--- INPUT ---

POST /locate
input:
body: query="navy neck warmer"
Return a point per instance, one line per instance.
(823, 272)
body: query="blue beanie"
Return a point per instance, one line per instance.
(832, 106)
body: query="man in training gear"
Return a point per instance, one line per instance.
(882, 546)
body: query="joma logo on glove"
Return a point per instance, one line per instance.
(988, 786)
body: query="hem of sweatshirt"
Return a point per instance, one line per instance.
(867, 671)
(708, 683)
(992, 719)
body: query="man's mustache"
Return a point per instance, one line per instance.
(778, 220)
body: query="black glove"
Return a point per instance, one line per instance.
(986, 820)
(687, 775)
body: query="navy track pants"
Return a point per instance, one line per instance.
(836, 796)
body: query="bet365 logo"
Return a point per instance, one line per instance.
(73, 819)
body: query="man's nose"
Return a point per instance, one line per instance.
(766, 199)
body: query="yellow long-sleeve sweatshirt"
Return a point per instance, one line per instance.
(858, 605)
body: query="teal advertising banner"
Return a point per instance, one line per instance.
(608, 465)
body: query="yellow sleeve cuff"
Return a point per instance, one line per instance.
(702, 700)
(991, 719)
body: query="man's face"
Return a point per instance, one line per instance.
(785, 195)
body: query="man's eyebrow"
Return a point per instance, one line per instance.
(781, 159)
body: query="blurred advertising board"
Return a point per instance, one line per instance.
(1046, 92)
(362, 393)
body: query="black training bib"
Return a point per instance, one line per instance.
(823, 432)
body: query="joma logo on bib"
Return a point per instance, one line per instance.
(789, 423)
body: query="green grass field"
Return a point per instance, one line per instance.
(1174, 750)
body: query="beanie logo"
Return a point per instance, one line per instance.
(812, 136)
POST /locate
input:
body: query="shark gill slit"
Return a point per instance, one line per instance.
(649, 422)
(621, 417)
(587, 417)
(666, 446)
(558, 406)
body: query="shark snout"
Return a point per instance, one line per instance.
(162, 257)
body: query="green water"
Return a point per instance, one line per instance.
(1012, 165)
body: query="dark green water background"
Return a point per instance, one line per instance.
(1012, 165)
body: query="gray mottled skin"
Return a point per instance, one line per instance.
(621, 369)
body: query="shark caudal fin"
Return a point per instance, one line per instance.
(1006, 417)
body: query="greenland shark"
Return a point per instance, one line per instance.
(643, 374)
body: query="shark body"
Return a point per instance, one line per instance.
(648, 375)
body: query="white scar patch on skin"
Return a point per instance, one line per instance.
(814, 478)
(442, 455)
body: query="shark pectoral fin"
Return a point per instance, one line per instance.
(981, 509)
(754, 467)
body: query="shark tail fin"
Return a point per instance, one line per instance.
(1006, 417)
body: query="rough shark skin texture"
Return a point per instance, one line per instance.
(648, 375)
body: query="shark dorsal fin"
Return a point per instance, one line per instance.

---

Repeat the data exactly. Leave nothing out.

POST /locate
input:
body: query="navy neck warmer"
Return a point per instance, one line per instance.
(823, 272)
body: query="blue beanie"
Return a point per instance, one line per instance.
(832, 106)
body: query="man in training gear"
Return a point per instance, one line per instance.
(882, 546)
body: query="joma logo on glove"
Return a point per instance, one line per instance.
(988, 786)
body: query="hem of sweatshirt"
Return a point per instance, one line per instance.
(867, 671)
(708, 683)
(992, 719)
body: query="man's mustache"
Return a point per instance, one line per instance.
(778, 220)
body: query="black glove"
Return a point per instance, one line per instance.
(986, 820)
(687, 775)
body: query="navy track pants"
Return a point per instance, one line per instance.
(836, 796)
body: query="bet365 logo"
Return a point per instance, one line per instance.
(73, 819)
body: query="man's nose"
Return a point per instance, one line per instance.
(766, 199)
body: query="yellow long-sleeve sweatshirt"
Return a point per instance, one line per instance.
(858, 605)
body: query="teal advertising banner"
Return a point per instance, one line per instance.
(608, 465)
body: query="yellow sleeve cuff"
Return a point per instance, one line per instance.
(702, 700)
(991, 719)
body: query="man's face"
Return a point per instance, one line per instance.
(785, 195)
body: query="man's eyebrow"
Return a point per instance, one line per instance.
(781, 159)
body: query="blurred advertising board"
Return a point per instance, one line per instance.
(1046, 92)
(362, 393)
body: query="black training bib"
Return a point per instance, one line per instance.
(823, 432)
body: query="joma logo on bib"
Return a point per instance, one line per instance.
(789, 423)
body: query="green grass field"
Return a point per instance, one line per instance.
(1174, 750)
body: query="beanie logo"
Return a point per instance, one line per instance.
(812, 136)
POST /locate
input:
body: query="shark gill slit"
Return a point per instance, one line per instance.
(649, 422)
(621, 417)
(587, 417)
(666, 446)
(558, 406)
body: query="shark snout"
Return a point per instance, one line per instance.
(162, 257)
body: query="green water"
Return a point per instance, one line per instance.
(1012, 165)
body: query="dark green water background"
Return a point per instance, one line per instance.
(1012, 165)
body: query="gray mottled skin"
Return a point per instance, one line per instance.
(621, 369)
body: query="shark caudal fin"
Return a point per instance, one line per instance.
(1006, 417)
body: query="greenland shark"
Return a point per instance, one line per instance.
(643, 374)
body: query="shark body"
Return a point per instance, one line per instance.
(648, 375)
body: query="white scar patch on skin"
Return a point per instance, one line per instance.
(814, 478)
(442, 455)
body: query="shark pectoral fin"
Return a point per instance, one line per instance.
(981, 509)
(754, 467)
body: query="shark tail fin"
Return a point per instance, one line per instance.
(1006, 417)
body: query="rough shark skin texture"
Return a point per instance, one line per instance.
(648, 375)
body: query="shark dorsal fin"
Return a point per instance, one line per instance.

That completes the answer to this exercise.